** REQUIRED WORK **
Print the listing as it stands, omitting all images.

** DATA SUPPLIED **
· · · ·
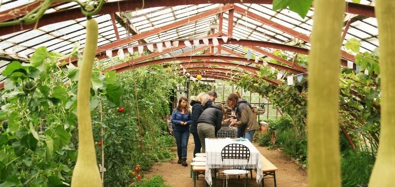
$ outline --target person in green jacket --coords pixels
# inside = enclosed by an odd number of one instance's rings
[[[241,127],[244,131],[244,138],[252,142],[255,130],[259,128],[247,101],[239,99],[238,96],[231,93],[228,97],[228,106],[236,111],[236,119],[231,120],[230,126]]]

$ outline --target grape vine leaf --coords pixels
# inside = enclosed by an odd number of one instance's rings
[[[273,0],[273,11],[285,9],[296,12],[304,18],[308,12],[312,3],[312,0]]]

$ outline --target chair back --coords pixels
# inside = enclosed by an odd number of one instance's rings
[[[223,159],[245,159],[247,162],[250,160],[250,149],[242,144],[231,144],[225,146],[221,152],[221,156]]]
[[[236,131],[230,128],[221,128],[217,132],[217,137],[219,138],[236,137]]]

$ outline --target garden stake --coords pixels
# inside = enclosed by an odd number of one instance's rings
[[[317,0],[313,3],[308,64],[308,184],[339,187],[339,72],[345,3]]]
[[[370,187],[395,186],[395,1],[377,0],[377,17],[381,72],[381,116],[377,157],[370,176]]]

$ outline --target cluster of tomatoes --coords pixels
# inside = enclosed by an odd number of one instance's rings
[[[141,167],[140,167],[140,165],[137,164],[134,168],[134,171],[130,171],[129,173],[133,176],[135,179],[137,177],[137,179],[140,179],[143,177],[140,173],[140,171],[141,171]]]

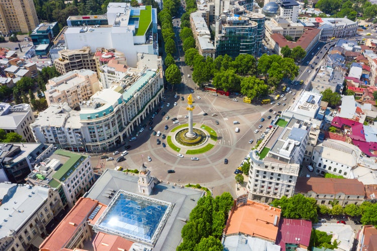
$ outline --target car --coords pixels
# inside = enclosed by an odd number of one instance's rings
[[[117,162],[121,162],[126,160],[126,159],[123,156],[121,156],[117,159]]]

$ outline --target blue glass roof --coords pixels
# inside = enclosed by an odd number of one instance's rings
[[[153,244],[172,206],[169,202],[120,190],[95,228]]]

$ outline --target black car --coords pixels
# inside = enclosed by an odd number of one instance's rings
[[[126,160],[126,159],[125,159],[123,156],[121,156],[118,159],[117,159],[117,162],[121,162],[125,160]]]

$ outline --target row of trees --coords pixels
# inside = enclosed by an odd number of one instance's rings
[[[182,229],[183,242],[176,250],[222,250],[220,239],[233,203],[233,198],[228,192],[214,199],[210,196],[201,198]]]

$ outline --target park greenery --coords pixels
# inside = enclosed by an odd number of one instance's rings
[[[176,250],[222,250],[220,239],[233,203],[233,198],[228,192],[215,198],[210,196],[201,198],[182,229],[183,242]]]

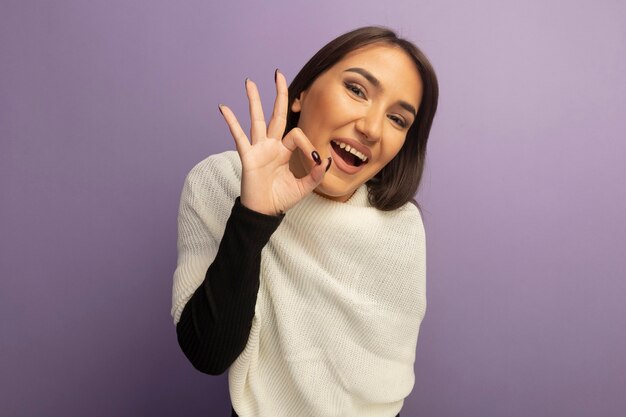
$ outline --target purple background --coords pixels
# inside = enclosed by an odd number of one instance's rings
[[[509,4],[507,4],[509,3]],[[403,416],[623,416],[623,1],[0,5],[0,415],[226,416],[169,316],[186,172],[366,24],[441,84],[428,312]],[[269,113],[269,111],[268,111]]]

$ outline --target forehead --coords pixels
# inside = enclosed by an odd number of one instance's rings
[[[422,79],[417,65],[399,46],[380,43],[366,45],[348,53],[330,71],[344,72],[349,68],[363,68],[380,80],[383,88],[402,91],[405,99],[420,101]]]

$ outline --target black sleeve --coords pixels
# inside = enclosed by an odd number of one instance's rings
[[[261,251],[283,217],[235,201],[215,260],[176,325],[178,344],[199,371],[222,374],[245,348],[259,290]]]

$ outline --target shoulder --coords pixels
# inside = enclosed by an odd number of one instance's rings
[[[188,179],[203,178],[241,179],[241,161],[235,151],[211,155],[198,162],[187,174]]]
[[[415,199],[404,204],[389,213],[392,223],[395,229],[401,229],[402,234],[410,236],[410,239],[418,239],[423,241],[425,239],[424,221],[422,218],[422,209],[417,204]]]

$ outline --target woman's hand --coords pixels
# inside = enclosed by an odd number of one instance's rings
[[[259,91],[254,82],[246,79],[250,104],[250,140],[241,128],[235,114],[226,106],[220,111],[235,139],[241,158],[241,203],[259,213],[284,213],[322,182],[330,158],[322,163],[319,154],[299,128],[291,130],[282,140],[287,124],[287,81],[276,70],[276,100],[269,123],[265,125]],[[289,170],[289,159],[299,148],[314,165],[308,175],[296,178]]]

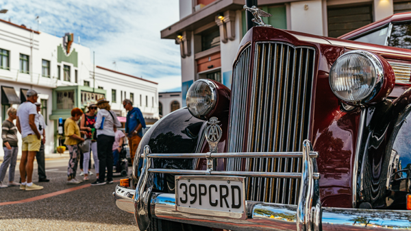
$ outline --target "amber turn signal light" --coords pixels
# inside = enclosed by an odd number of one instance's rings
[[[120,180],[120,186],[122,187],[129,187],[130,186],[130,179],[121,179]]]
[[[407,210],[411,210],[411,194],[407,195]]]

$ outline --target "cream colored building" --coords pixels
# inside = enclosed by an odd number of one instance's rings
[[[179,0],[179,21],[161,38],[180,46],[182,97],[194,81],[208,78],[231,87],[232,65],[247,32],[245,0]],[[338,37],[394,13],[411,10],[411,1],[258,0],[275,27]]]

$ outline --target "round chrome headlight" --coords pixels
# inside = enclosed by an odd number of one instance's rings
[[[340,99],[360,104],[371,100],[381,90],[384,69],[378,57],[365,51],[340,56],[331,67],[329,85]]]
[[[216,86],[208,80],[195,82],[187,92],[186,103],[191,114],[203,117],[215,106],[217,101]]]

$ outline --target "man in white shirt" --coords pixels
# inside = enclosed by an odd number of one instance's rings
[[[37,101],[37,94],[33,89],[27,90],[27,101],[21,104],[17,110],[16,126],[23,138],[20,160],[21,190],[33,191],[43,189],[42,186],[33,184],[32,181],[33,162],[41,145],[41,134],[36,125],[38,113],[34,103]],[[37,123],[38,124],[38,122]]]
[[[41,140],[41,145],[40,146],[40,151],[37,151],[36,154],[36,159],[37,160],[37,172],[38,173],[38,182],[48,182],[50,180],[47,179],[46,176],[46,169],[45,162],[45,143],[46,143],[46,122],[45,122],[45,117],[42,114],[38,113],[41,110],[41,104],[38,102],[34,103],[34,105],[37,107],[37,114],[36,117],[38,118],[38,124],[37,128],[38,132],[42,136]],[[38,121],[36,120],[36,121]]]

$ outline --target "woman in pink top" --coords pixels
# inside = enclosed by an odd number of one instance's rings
· · · ·
** COMPLETE RESPONSE **
$ outline --target person in green jacket --coords pixels
# inside = enclosed by an odd number of one instance's rings
[[[241,127],[244,131],[244,138],[252,142],[255,130],[259,128],[247,101],[239,99],[238,96],[231,93],[228,97],[228,106],[236,111],[236,119],[231,120],[230,126]]]

$ outline --target grape vine leaf --coords pixels
# inside = enclosed by an odd number of one instance's rings
[[[273,0],[273,11],[285,9],[296,12],[304,18],[308,12],[312,3],[312,0]]]

$ outline --target chair back --coords pixels
# inside = enclosed by an odd number of one instance's rings
[[[223,159],[245,159],[247,162],[250,160],[250,149],[242,144],[231,144],[225,146],[221,152],[221,156]]]
[[[236,131],[230,128],[221,128],[217,132],[217,137],[219,138],[236,137]]]

$ outline --target garden stake --coords pixels
# inside = enclosed by an odd number of one instance's rings
[[[317,0],[313,3],[308,64],[308,184],[339,187],[339,72],[345,3]]]
[[[370,187],[395,186],[395,1],[377,0],[377,17],[381,72],[381,116],[377,157],[370,176]]]

$ outline --target cluster of tomatoes --coords pixels
# inside = enclosed by an odd number of one instance's rings
[[[141,167],[140,167],[140,165],[137,164],[134,168],[134,171],[130,171],[129,173],[133,176],[135,179],[137,177],[137,179],[140,179],[143,177],[140,173],[140,171],[141,171]]]

$ outline --target car --coords pixels
# inside = enclosed by an odd number of one instance's rings
[[[117,162],[121,162],[126,160],[126,159],[123,156],[121,156],[117,159]]]

$ outline --target blue glass roof --coords pixels
# inside = enclosed by an odd number of one instance's rings
[[[153,244],[172,206],[169,202],[120,190],[95,228]]]

$ outline --target black car --coords pixels
# inside = enclosed by an odd number of one instance's rings
[[[126,160],[126,159],[125,159],[123,156],[121,156],[118,159],[117,159],[117,162],[121,162],[125,160]]]

$ outline --target row of trees --coords pixels
# inside = enclosed by an odd number of one instance's rings
[[[182,229],[183,242],[176,250],[222,250],[220,239],[233,203],[233,198],[228,192],[214,199],[210,196],[201,198]]]

$ outline --target park greenery --coords pixels
# inside = enclosed by an odd number of one instance's rings
[[[176,250],[222,250],[220,239],[233,203],[233,198],[228,192],[215,198],[210,196],[201,198],[182,229],[183,242]]]

$ outline --target purple background --coords pixels
# inside = enclosed by an odd number of one instance's rings
[[[509,4],[507,4],[509,3]],[[403,416],[623,416],[623,1],[0,5],[0,415],[226,416],[169,316],[186,172],[366,24],[441,84],[428,312]],[[269,113],[269,111],[268,111]]]

$ outline --target forehead --coords pixels
# inside = enclosed by an odd number of one instance's rings
[[[422,79],[417,65],[399,46],[380,43],[366,45],[348,53],[330,71],[344,72],[349,68],[363,68],[380,80],[383,88],[402,91],[405,99],[420,101]]]

$ outline --target black sleeve --coords pixels
# inside = enclosed by an odd number of one instance's rings
[[[261,251],[283,217],[235,201],[215,260],[176,325],[178,344],[199,371],[222,374],[245,348],[259,290]]]

$ outline --target shoulder --coords pixels
# inside = enclosed by an odd number of one instance's rings
[[[188,179],[203,178],[241,179],[241,161],[235,151],[211,155],[198,162],[187,174]]]
[[[415,199],[404,204],[389,213],[392,223],[395,229],[401,229],[402,234],[410,236],[410,239],[418,239],[423,241],[425,239],[424,221],[422,218],[422,209],[417,204]]]

$ outline --target woman's hand --coords pixels
# inside = enclosed by an odd number of one instance's rings
[[[259,91],[254,82],[246,79],[250,104],[250,140],[241,128],[235,114],[226,106],[220,111],[235,139],[241,158],[241,203],[259,213],[284,213],[322,182],[330,158],[322,163],[319,154],[299,128],[291,130],[282,140],[287,124],[287,81],[276,70],[276,100],[269,123],[265,125]],[[289,170],[289,159],[299,148],[314,165],[308,175],[296,178]]]

$ outline --target "amber turn signal light" --coords pixels
# inside = enclosed by an odd number of one instance's rings
[[[120,180],[120,186],[122,187],[129,187],[130,186],[130,179],[121,179]]]
[[[407,210],[411,210],[411,194],[407,195]]]

$ outline --target "cream colored building" --coords pixels
# inside = enclosed by an odd number of one instance's rings
[[[179,0],[179,21],[161,38],[180,46],[182,97],[194,81],[208,78],[231,87],[232,65],[247,32],[245,0]],[[338,37],[394,13],[411,10],[411,1],[258,0],[275,27]]]

$ outline --target "round chrome headlight" --coords pixels
# inside = enclosed by an odd number of one instance's rings
[[[340,99],[360,104],[371,100],[381,90],[384,69],[378,57],[365,51],[340,56],[331,67],[329,85]]]
[[[216,86],[208,80],[195,82],[187,92],[186,103],[191,114],[203,117],[215,106],[217,101]]]

$ outline --target "man in white shirt" --coords pixels
# inside = enclosed by an odd number of one instance's rings
[[[37,101],[37,94],[33,89],[27,90],[27,101],[21,104],[17,110],[16,126],[23,138],[20,160],[21,190],[33,191],[43,189],[42,186],[33,184],[32,181],[33,162],[41,145],[41,134],[36,125],[38,113],[34,103]],[[37,123],[38,124],[38,122]]]
[[[41,140],[41,145],[40,146],[40,151],[37,151],[36,154],[36,159],[37,160],[37,172],[38,173],[38,182],[48,182],[50,180],[47,179],[46,176],[46,169],[45,162],[45,143],[46,143],[46,122],[45,122],[45,117],[42,114],[38,113],[41,110],[41,104],[38,102],[34,103],[34,105],[37,107],[37,114],[36,117],[38,118],[38,124],[37,128],[38,132],[42,136]],[[38,121],[36,120],[36,121]]]

$ outline --target "woman in pink top" --coords pixels
# inside = enclosed by an odd number of one instance's rings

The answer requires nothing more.